TEXTO EXTRAÍDO:

○ ○ ○ ○

Parece um número expressivo, mas na verdade tem-se verificado uma redução gradual do número de mediadores, devido a uma cada vez mais exigente legislação que pressupõe um maior profissionalismo de quem se dedica a esta atividade. Em 2010, existiam cerca de 29 mil mediadores ativos. 

Em termos de atividade, em 2023, a produção global do mercado de seguro direto em Portugal, ou seja, o volume de prémios entregue pelos tomadores de seguros às empresas de seguros, foi de cerca de 12 mil milhões de euros.

Os montantes gastos com sinistros chegaram muito perto de onze mil milhões de euros, sendo que aproximadamente 90% desse montante foi suportado pelas empresas de seguros nacionais.

Como saberão, a atividade seguradora divide-se essencialmente entre o ramo Vida e os ramos Não Vida.

A produção de seguro direto do ramo Vida atingiu em 2023 um pouco mais de 5,2 mil milhões de euros, tendo registado cerca de 7,2 mil milhões de euros de montantes pagos com sinistros durante 2023.

Já os ramos Não Vida atingiram um pouco mais de 6,5 mil milhões de euros de produção, destacando-se o seguro de Acidentes e Doença com cerca de 2,7 mil milhões de euros, o seguro Automóvel com 2,2 mil milhões de euros e o seguro de Incêndio e Outros Danos com 1,2 mil milhões de euros. Somados, estes três segmentos de negócio representam um pouco mais de 90% do total dos ramos Não Vida.

Ao nível dos montantes pagos com sinistros, os ramos Não Vida despenderam em 2023 3,7 mil milhões de euros, dos quais se salientam os mesmos três segmentos de negócio.

Face a 2022, o valor da produção de seguro direto em Portugal em 2023 registou uma diminuição de cerca de 2%, muito motivada pelo decréscimo significativo registado no ramo Vida, 14%, embora contrariado pelo acréscimo de um pouco mais de 10% verificado nos ramos Não Vida.

O decréscimo da produção no ramo Vida resultou de uma diminuição de cerca de 60% na procura de produtos unit-linked, contratos de seguro ligados a fundos de investimento em que o risco financeiro corre por conta do tomador de seguro, já que a mais recente evolução macroeconómica tem vindo a possibilitar uma maior oferta de produtos com garantia de capital e/ou de taxa de rendibilidade. 

Passando, agora, ao papel da ASF, que tenho aqui a honra de representar, importa clarificar a extensão do seu âmbito de atividade, na medida em que é a entidade responsável pela regulação e supervisão da atividade seguradora, resseguradora, dos fundos de pensões e respetivas entidades gestorase, ainda, da mediação de seguros.

○ ○ ○ ○

MATERIAL FORNECIDO:
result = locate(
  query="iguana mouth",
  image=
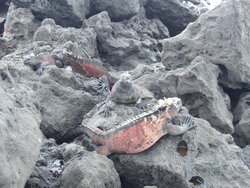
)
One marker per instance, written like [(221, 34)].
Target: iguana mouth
[(162, 106)]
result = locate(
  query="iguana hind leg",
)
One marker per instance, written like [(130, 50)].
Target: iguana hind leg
[(104, 150), (185, 125)]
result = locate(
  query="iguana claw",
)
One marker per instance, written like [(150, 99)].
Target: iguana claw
[(106, 111), (188, 123)]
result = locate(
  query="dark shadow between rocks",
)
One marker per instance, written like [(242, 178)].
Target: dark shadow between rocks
[(196, 180)]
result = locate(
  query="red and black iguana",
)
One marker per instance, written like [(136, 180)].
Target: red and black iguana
[(40, 62), (125, 91)]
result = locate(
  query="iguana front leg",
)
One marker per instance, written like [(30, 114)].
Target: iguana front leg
[(104, 84), (185, 125), (106, 109)]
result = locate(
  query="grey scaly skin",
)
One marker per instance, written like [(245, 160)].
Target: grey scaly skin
[(125, 91)]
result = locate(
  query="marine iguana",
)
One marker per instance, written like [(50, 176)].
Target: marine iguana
[(89, 70), (138, 133), (125, 91), (83, 67)]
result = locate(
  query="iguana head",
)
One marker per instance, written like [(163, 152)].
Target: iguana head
[(126, 80)]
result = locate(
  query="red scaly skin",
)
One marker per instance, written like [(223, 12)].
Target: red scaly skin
[(135, 138), (90, 70)]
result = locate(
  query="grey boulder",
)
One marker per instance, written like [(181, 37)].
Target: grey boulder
[(220, 38), (198, 88), (201, 157), (118, 10), (20, 135), (65, 12), (242, 120)]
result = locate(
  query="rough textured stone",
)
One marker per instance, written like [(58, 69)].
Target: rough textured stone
[(65, 12), (118, 10), (125, 44), (20, 135), (2, 21), (210, 161), (62, 97), (79, 42), (20, 24), (70, 165), (246, 159), (242, 120), (176, 15), (88, 169), (198, 88), (221, 38)]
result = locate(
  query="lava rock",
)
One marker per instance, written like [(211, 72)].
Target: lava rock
[(118, 10), (222, 39), (176, 15), (20, 24), (67, 13), (21, 137), (211, 160), (198, 88), (125, 44), (242, 120), (88, 169)]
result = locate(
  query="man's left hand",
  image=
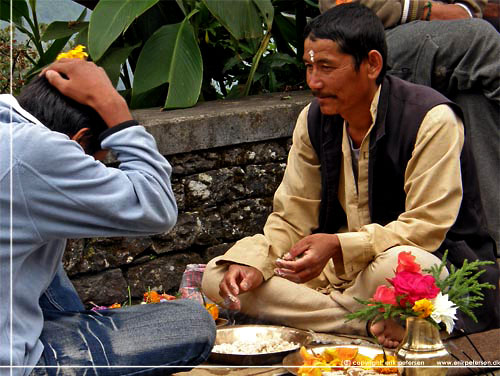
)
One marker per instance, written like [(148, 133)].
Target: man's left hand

○ ○ ○ ○

REQUISITOS DO EXERCÍCIO:
**A.** Reproduza, do texto sobre a atividade seguradora em Portugal, tudo desde "Face a 2022, o" até "nos ramos Não Vida.".
**B.** Retome o texto sobre a atividade seguradora em Portugal a partir do ponto em que termina.

RESPOSTAS ÀS TAREFAS:
**A.**
Face a 2022, o valor da produção de seguro direto em Portugal em 2023 registou uma diminuição de cerca de 2%, muito motivada pelo decréscimo significativo registado no ramo Vida, 14%, embora contrariado pelo acréscimo de um pouco mais de 10% verificado nos ramos Não Vida.

**B.**
A ASF tem por missão assegurar o bom funcionamento do mercado segurador e dos fundos de pensões em Portugal, por forma a garantir a proteção dos tomadores de seguros, segurados, subscritores, participantes, beneficiários e lesados.

Esta missão é assegurada através da promoção da estabilidade e solidez financeira de todos os operadores sob a sua supervisão e, também, da garantia da manutenção de elevados padrões de conduta por parte dos operadores.

No domínio da sua atividade internacional, a ASF colabora ainda com diversas entidades de direito público e privado e com diversos organismos internacionais, designadamente em matéria de regulação e supervisão da atividade seguradora e resseguradora, de fundos de pensões e de mediação de seguros.

Destaco, pela sua importância, a interação contínua com a Autoridade Europeia dos Seguros e Pensões Complementares de Reforma, a EIOPA, que é uma das três Autoridades que constituem o Sistema Europeu de Supervisão Financeira, conjuntamente com a Autoridade Bancária Europeia, a EBA, e a Autoridade Europeia de Valores Mobiliários e Mercados, a ESMA.

O trabalho desenvolvido pela EIOPA assenta numa estrutura de órgãos de decisão e grupos de trabalho técnicos, incluindo no âmbito da supervisão, da regulação, da estabilidade financeira e da literacia financeira. A ASF é ainda um dos membros do Conselho de Supervisores, que é o principal órgão de decisão e é composto pelos representantes das Autoridades nacionais competentes dos vários Estados-membros. 

Nos termos dos seus Estatutos, e por força de toda a moldura legal aplicável ao setor segurador, a ASF dispõe de competências regulamentares, de autorização, de registo ou certificação, de supervisão e contraordenacionais.

A intervenção regulatória da ASF desenvolve-se em múltiplos planos, de acordo com o seu regime estatutário. Desdobra-se entre poder regulatório próprio, quer na vertente regulamentar quer na vertente de soft law, bem como na competência para pronúncia sobre iniciativas legislativas ou outras relativas à regulação dos setores de atividade sob supervisão.

A ASF é ainda muitas vezes ouvida para formular sugestões com vista à revisão do quadro jurídico aplicável a esses setores e à participação em processos regulatórios sob a égide de entidades nacionais, como o Conselho Nacional de Supervisores Financeiros, o CNSF, ou de entidades internacionais, como o Conselho da União Europeia, a título de apoio ao Governo, ou, ainda, no âmbito da EIOPA.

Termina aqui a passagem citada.